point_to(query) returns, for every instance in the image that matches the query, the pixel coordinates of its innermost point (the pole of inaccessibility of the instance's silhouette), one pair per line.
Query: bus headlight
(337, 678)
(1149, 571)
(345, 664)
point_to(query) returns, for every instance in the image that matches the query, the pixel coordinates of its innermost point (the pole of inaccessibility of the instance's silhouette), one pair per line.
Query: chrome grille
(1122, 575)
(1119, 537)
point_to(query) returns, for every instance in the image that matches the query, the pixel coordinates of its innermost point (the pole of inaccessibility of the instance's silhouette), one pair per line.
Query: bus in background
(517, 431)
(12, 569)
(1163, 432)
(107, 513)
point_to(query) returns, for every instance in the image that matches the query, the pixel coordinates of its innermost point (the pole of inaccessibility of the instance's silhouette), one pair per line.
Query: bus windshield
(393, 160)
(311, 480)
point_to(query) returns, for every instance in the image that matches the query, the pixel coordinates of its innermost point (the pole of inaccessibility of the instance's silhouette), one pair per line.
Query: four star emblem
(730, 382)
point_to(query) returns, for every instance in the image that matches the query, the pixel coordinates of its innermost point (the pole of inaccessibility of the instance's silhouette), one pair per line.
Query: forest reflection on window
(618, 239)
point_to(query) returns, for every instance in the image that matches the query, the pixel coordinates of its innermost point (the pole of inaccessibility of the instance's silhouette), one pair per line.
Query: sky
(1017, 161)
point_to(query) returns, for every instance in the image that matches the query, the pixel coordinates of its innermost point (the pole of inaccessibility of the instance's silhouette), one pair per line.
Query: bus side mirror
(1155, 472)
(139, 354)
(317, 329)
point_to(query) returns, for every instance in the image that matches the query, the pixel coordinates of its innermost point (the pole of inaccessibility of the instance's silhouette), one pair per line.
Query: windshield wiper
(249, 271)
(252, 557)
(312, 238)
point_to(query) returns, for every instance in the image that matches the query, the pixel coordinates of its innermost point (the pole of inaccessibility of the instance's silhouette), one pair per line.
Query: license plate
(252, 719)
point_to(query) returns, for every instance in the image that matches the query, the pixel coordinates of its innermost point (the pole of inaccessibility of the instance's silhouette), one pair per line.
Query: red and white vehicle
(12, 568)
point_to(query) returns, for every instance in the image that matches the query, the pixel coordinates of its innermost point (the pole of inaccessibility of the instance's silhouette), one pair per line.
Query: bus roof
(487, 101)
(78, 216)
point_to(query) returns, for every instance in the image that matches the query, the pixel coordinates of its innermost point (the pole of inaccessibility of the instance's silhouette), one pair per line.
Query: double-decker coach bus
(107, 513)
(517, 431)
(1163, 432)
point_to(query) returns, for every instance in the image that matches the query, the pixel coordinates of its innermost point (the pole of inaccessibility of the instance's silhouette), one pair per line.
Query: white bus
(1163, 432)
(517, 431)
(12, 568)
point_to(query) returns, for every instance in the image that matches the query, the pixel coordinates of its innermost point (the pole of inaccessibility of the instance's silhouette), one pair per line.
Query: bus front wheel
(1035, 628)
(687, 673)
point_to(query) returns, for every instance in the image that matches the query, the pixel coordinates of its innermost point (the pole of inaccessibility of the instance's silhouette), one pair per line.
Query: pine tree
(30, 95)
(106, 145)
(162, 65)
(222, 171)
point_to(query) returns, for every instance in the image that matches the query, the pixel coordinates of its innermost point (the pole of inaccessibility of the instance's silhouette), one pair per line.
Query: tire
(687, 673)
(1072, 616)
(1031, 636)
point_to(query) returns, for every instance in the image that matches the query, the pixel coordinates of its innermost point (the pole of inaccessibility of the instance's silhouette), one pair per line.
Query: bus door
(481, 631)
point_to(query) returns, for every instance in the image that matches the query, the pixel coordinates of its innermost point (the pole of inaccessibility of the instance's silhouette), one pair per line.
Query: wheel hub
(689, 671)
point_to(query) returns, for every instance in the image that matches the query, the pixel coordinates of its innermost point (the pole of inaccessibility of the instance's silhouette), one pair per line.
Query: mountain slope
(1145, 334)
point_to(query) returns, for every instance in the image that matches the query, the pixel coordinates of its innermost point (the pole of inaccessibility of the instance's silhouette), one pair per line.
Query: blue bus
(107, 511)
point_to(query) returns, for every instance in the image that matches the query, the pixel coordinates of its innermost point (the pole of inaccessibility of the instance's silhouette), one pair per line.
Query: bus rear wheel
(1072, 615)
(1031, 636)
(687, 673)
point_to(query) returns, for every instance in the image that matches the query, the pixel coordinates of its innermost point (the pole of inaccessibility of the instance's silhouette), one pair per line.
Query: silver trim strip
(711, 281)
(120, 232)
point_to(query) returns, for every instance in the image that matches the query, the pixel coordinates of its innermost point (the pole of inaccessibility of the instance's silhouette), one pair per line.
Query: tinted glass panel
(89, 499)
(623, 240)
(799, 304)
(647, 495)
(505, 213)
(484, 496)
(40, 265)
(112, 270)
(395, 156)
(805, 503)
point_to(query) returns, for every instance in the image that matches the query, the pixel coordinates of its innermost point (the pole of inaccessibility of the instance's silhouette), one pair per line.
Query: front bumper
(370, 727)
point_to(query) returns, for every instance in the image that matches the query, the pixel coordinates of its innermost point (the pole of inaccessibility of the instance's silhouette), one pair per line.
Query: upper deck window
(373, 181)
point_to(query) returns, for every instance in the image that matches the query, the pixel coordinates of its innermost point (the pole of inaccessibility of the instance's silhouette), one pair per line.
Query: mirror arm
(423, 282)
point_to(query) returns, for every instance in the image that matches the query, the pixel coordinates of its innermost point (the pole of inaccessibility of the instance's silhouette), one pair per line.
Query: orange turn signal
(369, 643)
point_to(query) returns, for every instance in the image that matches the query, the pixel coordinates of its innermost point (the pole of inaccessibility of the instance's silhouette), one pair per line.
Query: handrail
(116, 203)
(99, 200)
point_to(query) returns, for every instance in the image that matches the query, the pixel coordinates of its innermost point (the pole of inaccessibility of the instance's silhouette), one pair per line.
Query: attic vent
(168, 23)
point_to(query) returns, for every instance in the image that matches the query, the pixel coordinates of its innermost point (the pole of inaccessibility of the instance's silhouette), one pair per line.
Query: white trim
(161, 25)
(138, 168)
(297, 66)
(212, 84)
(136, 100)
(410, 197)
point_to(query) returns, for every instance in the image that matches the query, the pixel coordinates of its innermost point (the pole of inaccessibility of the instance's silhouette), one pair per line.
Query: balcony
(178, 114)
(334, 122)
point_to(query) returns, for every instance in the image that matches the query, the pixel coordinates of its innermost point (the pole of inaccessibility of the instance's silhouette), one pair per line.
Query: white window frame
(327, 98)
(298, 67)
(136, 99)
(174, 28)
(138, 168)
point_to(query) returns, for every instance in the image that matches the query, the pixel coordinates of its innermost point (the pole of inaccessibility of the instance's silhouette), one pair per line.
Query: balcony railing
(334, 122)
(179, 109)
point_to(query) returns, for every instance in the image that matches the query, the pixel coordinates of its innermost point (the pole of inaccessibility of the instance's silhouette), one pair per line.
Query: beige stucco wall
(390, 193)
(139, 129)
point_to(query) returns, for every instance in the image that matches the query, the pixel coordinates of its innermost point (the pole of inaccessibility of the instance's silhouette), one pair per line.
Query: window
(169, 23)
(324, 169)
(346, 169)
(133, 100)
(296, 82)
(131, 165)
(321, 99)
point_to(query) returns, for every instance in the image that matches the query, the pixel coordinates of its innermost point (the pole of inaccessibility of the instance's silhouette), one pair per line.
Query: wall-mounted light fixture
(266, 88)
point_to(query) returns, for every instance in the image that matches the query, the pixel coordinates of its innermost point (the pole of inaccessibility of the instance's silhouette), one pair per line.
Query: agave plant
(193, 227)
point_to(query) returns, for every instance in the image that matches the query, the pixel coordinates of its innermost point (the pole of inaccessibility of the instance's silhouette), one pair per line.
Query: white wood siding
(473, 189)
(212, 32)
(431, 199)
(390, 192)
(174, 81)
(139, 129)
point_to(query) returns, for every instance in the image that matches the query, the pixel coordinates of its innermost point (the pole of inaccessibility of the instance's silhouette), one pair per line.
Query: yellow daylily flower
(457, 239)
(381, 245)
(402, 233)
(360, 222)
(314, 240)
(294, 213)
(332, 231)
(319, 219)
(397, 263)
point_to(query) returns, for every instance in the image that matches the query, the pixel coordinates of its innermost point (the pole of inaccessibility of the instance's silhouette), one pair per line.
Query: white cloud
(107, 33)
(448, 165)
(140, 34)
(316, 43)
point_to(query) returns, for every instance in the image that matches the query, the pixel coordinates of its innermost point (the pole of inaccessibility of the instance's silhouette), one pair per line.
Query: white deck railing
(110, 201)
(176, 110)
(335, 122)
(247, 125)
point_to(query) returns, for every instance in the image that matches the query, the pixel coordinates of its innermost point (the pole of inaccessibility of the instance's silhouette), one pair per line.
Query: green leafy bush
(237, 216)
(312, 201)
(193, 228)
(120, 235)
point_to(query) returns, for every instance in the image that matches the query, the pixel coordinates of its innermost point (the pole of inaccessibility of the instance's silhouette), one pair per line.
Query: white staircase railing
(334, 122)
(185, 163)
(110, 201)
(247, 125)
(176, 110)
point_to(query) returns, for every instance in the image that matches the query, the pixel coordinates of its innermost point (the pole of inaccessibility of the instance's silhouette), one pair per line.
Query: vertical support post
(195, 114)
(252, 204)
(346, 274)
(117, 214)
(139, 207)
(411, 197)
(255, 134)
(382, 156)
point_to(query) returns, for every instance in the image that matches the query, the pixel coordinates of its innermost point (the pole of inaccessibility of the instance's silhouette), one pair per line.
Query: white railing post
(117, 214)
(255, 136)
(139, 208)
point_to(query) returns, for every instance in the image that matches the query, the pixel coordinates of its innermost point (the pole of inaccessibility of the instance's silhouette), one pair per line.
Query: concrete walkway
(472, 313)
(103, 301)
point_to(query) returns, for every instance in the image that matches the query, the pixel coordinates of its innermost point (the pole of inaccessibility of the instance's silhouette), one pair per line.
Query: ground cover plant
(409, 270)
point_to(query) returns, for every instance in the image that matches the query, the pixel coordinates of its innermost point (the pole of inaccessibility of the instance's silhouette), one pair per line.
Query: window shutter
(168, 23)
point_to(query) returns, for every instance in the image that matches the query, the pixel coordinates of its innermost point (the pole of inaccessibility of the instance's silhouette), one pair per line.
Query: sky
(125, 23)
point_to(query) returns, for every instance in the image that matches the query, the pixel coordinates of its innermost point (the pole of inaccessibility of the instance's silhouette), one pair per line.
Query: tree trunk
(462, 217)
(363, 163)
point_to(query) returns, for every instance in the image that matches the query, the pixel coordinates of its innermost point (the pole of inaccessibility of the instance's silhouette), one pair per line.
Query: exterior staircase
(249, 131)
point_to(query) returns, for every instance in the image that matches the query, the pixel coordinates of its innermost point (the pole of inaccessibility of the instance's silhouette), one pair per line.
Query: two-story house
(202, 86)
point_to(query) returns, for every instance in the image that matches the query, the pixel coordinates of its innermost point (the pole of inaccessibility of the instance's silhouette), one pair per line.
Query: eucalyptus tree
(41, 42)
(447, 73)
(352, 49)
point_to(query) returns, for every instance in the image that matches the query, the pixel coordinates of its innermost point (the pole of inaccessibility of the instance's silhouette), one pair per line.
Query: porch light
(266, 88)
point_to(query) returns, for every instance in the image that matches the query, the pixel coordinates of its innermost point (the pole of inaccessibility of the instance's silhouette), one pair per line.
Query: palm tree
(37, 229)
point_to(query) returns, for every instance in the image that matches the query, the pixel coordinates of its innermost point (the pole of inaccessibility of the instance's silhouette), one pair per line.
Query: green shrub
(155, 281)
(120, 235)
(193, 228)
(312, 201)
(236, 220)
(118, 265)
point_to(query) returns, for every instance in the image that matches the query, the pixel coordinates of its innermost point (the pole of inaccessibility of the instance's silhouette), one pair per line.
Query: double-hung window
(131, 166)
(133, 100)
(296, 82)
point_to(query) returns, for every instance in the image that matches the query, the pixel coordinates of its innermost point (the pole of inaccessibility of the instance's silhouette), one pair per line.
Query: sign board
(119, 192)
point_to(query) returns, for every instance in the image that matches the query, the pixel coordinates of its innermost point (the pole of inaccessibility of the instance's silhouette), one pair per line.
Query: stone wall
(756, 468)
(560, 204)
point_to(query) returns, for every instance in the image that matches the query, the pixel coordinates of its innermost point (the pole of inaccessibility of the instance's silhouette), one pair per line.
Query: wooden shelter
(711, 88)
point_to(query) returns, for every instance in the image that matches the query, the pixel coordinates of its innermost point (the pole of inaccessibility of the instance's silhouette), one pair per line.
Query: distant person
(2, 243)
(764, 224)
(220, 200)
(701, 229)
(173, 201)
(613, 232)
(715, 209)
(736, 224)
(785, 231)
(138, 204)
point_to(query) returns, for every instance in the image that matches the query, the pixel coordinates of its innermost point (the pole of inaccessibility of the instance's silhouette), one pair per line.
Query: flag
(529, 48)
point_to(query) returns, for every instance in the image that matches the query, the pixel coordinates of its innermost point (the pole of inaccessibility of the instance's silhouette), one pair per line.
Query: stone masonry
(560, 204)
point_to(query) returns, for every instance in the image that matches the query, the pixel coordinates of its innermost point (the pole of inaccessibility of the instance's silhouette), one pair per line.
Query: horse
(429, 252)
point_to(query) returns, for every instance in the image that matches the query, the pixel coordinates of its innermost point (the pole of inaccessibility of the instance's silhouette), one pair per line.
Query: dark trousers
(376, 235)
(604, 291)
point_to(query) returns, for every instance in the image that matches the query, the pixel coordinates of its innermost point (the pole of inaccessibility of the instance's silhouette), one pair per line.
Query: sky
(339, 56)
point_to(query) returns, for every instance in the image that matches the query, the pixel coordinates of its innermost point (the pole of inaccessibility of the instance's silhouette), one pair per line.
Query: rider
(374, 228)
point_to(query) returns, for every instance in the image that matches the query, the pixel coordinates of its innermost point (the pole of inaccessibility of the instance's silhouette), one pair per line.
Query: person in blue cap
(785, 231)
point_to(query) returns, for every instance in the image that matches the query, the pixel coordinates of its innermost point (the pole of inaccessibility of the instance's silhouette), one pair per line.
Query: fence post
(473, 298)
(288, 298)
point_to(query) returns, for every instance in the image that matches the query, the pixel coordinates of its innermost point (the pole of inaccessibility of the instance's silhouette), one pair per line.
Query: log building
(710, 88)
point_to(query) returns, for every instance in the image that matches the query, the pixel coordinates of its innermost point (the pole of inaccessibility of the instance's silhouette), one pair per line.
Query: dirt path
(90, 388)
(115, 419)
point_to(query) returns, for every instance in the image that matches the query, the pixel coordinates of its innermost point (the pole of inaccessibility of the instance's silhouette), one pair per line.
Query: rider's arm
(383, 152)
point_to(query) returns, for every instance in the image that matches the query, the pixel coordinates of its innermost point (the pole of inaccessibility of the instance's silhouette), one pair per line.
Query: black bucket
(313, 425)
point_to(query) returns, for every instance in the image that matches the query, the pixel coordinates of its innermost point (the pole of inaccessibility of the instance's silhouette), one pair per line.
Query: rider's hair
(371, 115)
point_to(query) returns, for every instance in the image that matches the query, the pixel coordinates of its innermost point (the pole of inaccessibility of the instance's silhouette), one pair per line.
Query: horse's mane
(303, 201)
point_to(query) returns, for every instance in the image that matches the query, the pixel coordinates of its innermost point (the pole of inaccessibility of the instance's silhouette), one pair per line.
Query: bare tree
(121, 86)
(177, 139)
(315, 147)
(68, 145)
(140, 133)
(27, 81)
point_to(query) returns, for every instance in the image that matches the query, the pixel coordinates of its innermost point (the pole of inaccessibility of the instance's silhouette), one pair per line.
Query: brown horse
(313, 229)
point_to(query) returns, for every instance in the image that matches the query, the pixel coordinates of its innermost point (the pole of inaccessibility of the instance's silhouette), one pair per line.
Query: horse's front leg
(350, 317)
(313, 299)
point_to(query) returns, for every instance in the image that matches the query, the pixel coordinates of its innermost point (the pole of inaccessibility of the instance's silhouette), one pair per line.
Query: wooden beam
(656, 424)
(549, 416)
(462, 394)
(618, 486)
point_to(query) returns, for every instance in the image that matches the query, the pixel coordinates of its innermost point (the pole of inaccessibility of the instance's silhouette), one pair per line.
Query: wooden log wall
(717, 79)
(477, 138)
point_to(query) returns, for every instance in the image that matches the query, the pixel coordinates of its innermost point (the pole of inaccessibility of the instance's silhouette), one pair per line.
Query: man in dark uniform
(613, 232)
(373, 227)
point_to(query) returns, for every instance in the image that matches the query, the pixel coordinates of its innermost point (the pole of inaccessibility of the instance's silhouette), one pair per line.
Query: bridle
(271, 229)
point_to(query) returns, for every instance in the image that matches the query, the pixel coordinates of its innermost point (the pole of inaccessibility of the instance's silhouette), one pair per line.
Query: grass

========================================================================

## YOUR ASSIGNMENT
Above are the records; copy exactly the lines from the one with "Query: man in dark uniform" through the final line.

## WORKED SOLUTION
Query: man in dark uniform
(613, 232)
(373, 227)
point_to(query) returns, for every instance in the image that matches the query, the pixel coordinates of its innermost point (the pole of inaccessibility of the instance's silhouette), one pair per line.
Query: bridle
(271, 229)
point_to(query) returns, for every instance in the image that matches the query, the pixel coordinates of its innermost point (the pole of inaccessibility of the instance's silhouette), one pair per line.
Query: grass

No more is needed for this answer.